- _LIST OF TASKS_
1 – According to the interview on children's sleep, what are the three pillars of health?
2 – Reproduce the part of the interview on children's sleep that starts at "Do you think" and ends at "about children’s sleep?".

- _SELECTED EXTRACT_

_____

If you’ve ever wanted to pull a pillow over your head when your child wakes up for the second, third, or fifth time in a night, you aren’t alone. Many of the parents sleep specialist Dr. Whitney Roban coaches can’t hit the hay without a hefty dose of guilt. But Dr. Roban, clinical psychologist and author of the Devin and Evan children’s book series, is all about making slumber a priority — and refusing to feel bad about it.
Join me as I chat with Dr. Roban about the link between sleep and behavior in kids, the three pillars of health, and what happens when children dictate the family sleep schedule (hint: fewer Zzz’s for all).
You were a psychologist early in your career, but turned your focus to healthy sleep for children and families. Was there a defining moment that led you to make the jump?
One of my sons was a horrible sleeper as a newborn. He’d start screaming, but as soon as he saw me he’d smile through his tears. There was an obvious connection between his behavior and what I was doing. A child’s sleep is a byproduct of things the parents do. Kids need the opportunity to self-soothe, which they do very quickly if we let them. It’s like taking the training wheels off a child’s bike. You have to let go and allow them to do it.
Once a child starts sleeping, do you see it reflected in other ways?
Parents often notice that their child’s development improves. I sleep-trained a child who wouldn’t eat in preschool, but he was so exhausted he couldn’t focus and eat. Once he started sleeping well, he started eating. Children who are considered difficult can see big behavioral changes. Their frustration tolerance gets better when they sleep enough. You’ll never see sleep deprivation lead to anything positive, or healthy sleep lead to anything negative.
In your experience, do childhood sleep habits usually continue into adolescence and adulthood?
They can, but they don’t have to. I’ve developed an elementary school curriculum to educate kids about sleep for this very reason. Once children understand why sleep is important, they start relating the good things in their lives to healthy sleep. Kids who’ve been taught good sleep habits have the confidence to make positive changes in their behavior.
What’s the number one mistake parents make with their children’s sleep habits?
They let children take control of the family’s sleep schedule. It creates anxiety for children when parents aren’t in control. It’s okay for kids to be included in the family’s decisions about sleep, but they shouldn’t be in control of the whole process. When you’re consistent with sleep, kids know what’s coming next. If kids know what’s going to happen, they have a sense of consistency. It’s the same with anything with parenting.
Do you think every child can be a “good sleeper?”
Every child can be a good to great sleeper as long as there isn’t a medical reason that causes them to lose sleep. Given the right sleep environment, schedule, and routine, every child can sleep well. I’ll tell parents, this is the ideal, now let’s talk about reality. Moving, family trauma, illness, vacation — I ask, what’s the best you can do? Let’s start with what you can strive for and go from there.
What do you wish everyone knew about children’s sleep?
That it’s a health issue, and should be prioritized the same way nutrition is. Parents have so much guilt about just wanting to sleep. They need to change that from “want” to need. That helps them prioritize sleep rather than feeling bad about it. The three pillars of health are nutrition, exercise, and sleep. Sleep should be part of every family’s health and wellness plan.

_____

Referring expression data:
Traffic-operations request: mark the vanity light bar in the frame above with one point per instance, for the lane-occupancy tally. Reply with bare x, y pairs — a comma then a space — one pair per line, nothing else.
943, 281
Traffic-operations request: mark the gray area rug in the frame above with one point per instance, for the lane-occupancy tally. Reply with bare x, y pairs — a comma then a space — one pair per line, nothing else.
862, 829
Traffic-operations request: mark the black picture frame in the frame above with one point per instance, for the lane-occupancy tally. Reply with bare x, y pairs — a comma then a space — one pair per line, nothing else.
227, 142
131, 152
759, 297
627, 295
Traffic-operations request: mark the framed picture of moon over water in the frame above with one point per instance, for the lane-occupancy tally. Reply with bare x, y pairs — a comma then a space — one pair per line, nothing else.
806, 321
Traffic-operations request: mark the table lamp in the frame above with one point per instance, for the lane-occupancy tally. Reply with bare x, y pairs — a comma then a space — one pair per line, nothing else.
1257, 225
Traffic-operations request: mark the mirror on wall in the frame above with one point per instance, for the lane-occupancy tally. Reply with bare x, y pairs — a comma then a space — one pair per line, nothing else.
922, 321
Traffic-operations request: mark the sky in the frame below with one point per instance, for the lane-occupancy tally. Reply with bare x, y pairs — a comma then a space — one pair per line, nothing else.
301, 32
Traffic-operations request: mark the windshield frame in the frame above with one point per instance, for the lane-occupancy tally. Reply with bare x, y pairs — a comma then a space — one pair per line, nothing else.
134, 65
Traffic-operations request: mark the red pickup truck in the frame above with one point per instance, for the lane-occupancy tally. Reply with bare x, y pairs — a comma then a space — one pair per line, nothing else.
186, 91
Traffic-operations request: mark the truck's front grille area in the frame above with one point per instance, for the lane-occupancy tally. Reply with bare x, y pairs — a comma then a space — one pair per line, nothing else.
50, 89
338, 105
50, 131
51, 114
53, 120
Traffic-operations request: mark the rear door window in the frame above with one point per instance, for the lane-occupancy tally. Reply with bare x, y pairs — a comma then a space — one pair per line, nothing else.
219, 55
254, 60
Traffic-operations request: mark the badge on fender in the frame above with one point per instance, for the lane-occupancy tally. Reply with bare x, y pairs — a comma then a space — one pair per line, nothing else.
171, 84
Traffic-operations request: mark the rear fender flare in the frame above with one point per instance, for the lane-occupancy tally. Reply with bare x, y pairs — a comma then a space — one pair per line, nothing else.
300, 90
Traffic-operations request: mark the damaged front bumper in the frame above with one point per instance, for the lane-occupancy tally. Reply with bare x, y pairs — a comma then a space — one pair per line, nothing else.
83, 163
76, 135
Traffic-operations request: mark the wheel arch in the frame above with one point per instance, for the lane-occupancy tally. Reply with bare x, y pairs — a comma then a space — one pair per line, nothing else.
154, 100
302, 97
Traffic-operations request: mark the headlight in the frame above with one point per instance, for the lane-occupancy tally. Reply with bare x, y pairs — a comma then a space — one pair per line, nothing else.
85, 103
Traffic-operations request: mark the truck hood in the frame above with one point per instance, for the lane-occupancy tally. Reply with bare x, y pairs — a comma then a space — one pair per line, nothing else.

_____

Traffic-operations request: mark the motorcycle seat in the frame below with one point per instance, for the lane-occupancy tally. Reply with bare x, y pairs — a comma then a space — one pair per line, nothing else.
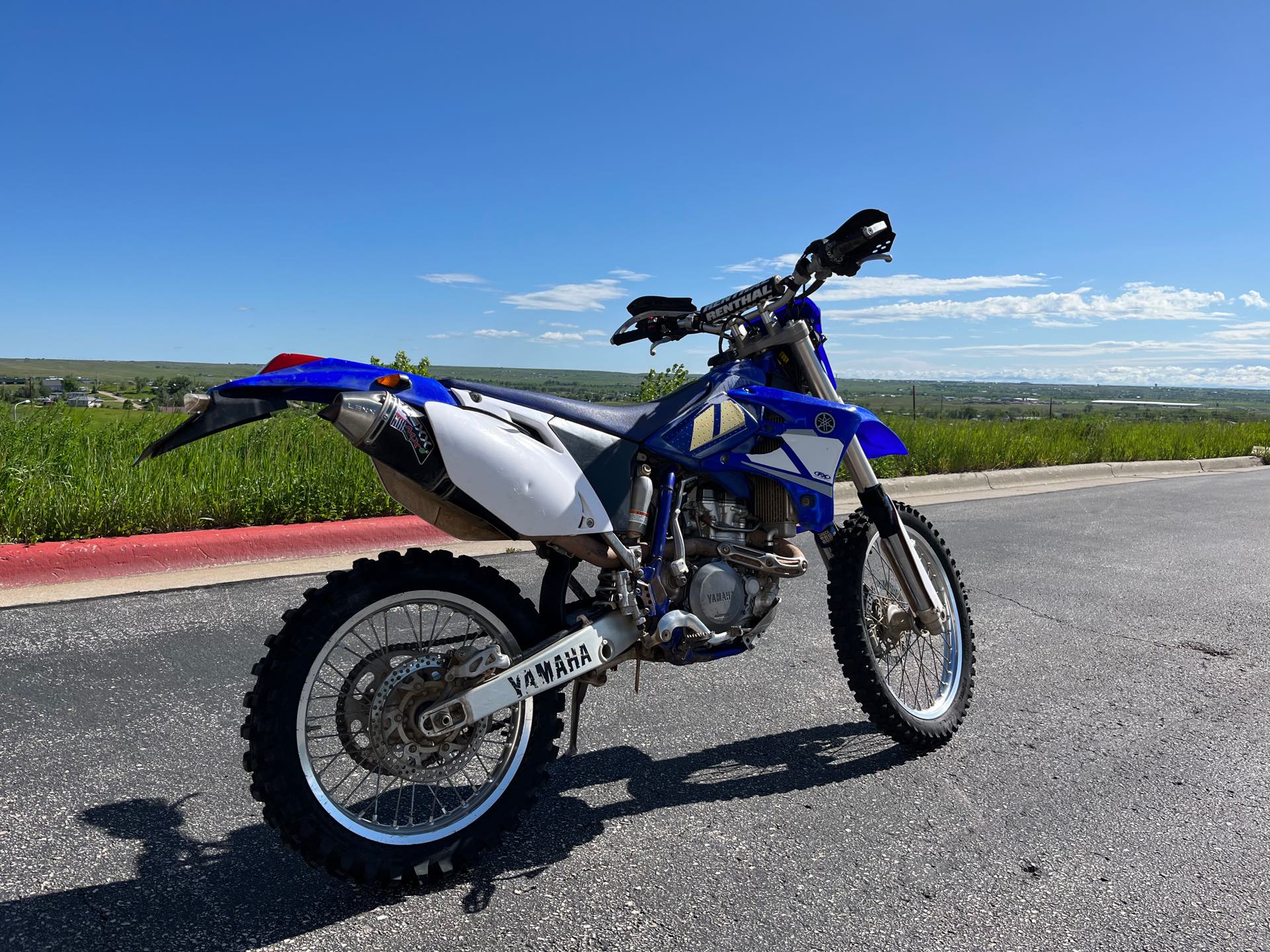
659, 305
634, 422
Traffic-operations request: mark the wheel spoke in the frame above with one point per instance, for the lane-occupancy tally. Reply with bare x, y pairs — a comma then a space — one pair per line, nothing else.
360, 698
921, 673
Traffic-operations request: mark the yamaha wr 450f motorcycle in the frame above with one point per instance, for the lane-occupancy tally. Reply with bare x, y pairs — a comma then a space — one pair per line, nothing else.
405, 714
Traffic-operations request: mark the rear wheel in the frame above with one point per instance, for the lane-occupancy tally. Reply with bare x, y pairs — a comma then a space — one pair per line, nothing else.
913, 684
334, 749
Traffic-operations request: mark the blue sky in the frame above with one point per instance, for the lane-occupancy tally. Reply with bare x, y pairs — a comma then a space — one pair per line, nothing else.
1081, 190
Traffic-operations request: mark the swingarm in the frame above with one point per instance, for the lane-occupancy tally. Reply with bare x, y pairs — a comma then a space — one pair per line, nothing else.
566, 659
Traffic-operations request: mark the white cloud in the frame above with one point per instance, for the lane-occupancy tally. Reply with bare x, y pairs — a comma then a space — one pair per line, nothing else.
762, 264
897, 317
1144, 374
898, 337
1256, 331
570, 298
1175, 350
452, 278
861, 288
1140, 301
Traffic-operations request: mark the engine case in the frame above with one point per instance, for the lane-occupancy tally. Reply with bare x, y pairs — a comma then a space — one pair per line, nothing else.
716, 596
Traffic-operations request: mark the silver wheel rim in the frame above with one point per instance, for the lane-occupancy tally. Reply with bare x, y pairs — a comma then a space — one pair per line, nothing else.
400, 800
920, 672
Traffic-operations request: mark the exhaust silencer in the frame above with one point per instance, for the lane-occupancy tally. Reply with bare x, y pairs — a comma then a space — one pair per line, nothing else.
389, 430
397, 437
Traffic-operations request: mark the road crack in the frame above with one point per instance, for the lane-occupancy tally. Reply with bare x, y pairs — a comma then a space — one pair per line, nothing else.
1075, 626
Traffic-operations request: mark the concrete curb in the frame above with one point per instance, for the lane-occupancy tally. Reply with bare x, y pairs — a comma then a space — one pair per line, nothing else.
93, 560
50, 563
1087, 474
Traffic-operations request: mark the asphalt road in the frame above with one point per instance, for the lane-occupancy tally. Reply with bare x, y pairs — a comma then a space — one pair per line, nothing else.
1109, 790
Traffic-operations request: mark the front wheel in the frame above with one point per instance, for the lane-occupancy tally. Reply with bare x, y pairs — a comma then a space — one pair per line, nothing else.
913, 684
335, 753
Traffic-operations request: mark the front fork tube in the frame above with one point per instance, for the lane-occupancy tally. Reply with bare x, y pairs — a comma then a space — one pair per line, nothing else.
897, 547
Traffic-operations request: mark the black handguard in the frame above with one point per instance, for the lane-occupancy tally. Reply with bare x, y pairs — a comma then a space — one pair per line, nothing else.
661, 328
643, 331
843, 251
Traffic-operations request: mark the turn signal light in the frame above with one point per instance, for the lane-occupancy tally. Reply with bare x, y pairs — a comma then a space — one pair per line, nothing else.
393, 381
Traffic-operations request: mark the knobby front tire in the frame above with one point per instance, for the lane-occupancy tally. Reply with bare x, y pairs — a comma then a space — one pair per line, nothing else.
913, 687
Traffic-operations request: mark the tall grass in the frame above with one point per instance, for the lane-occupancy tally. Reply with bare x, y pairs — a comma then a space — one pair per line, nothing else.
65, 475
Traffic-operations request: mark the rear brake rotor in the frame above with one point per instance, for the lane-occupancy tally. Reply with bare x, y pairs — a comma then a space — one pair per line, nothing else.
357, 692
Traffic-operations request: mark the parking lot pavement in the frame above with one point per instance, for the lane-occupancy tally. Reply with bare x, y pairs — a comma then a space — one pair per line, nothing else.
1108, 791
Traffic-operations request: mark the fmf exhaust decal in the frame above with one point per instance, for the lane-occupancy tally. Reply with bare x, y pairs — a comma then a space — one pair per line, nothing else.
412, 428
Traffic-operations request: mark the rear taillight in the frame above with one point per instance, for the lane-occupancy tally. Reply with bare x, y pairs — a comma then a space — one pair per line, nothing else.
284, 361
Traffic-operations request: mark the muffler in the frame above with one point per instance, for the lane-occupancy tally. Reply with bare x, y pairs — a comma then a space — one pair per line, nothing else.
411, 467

_____

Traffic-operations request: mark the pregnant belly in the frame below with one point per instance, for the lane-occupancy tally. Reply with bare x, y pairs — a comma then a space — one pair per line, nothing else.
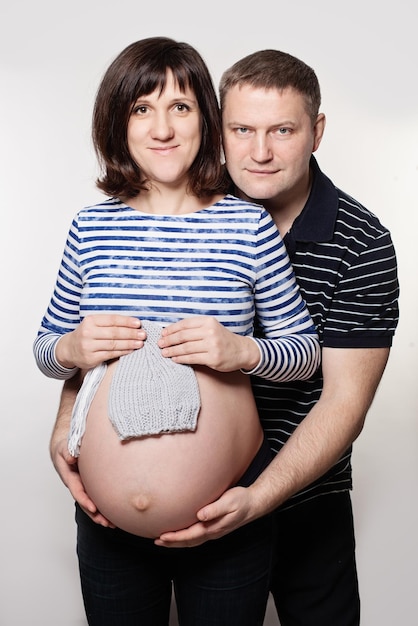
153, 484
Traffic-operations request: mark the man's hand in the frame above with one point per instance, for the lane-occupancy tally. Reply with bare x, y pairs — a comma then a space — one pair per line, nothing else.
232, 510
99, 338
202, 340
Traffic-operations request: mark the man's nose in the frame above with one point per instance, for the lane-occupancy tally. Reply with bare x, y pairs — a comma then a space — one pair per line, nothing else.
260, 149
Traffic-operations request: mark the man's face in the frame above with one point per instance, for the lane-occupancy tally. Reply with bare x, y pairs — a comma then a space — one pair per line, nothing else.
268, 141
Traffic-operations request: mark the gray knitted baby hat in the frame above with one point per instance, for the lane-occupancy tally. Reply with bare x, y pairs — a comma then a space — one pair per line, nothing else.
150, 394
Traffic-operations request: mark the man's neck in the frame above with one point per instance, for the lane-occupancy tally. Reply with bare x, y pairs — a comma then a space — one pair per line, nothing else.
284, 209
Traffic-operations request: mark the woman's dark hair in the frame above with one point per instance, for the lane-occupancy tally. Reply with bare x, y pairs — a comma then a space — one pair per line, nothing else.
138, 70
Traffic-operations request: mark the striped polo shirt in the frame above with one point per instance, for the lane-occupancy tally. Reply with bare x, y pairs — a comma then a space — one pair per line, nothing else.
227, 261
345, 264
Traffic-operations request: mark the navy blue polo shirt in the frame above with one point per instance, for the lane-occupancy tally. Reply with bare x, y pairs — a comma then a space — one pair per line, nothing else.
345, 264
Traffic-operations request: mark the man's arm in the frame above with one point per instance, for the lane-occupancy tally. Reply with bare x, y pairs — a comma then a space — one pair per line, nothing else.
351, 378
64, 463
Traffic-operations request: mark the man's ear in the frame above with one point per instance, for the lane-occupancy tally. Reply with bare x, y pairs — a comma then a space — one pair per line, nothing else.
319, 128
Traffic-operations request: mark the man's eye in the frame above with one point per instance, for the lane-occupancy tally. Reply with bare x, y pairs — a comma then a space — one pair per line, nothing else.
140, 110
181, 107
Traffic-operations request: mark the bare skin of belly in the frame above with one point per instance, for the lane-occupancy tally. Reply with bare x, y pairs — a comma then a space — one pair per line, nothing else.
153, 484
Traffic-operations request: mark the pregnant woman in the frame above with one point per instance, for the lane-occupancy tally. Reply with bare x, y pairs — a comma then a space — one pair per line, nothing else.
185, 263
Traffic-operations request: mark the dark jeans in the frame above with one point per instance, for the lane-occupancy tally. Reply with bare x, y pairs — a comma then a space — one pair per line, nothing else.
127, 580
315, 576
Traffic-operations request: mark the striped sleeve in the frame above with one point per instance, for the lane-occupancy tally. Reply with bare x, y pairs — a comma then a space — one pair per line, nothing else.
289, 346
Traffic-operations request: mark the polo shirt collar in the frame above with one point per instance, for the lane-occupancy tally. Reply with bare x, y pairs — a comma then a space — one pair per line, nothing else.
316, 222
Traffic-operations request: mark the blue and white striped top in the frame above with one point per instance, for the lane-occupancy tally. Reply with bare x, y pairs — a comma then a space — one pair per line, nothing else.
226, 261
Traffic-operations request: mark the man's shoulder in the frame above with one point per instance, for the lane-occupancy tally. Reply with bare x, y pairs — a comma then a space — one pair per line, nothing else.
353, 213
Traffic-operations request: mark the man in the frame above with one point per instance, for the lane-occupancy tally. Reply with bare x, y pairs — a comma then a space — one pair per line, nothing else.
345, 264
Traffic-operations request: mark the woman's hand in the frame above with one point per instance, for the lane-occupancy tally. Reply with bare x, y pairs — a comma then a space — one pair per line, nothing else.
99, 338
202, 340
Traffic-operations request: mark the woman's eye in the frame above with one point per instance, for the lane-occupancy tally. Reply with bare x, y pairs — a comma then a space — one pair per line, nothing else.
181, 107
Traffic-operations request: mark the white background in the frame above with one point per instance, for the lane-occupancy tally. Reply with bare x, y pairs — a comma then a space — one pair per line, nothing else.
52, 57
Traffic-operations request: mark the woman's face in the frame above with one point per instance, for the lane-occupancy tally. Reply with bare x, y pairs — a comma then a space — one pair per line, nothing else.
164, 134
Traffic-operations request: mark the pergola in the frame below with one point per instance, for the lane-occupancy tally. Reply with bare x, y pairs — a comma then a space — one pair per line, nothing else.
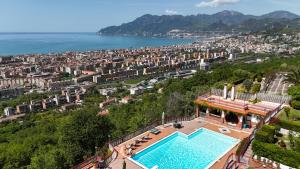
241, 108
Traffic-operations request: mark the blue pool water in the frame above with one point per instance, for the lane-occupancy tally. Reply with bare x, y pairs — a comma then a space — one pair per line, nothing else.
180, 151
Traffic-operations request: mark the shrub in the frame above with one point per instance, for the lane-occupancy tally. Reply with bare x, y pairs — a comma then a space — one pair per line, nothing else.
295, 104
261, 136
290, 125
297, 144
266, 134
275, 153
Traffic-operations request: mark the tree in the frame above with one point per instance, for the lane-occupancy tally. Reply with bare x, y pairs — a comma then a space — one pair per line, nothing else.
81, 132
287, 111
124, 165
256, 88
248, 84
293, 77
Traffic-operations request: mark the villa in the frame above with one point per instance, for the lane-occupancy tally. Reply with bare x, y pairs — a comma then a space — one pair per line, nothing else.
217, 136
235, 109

_____

- _ANSWERS BELOW_
1 – Nutrition, exercise, and sleep.

2 –
Do you think every child can be a “good sleeper?”
Every child can be a good to great sleeper as long as there isn’t a medical reason that causes them to lose sleep. Given the right sleep environment, schedule, and routine, every child can sleep well. I’ll tell parents, this is the ideal, now let’s talk about reality. Moving, family trauma, illness, vacation — I ask, what’s the best you can do? Let’s start with what you can strive for and go from there.
What do you wish everyone knew about children’s sleep?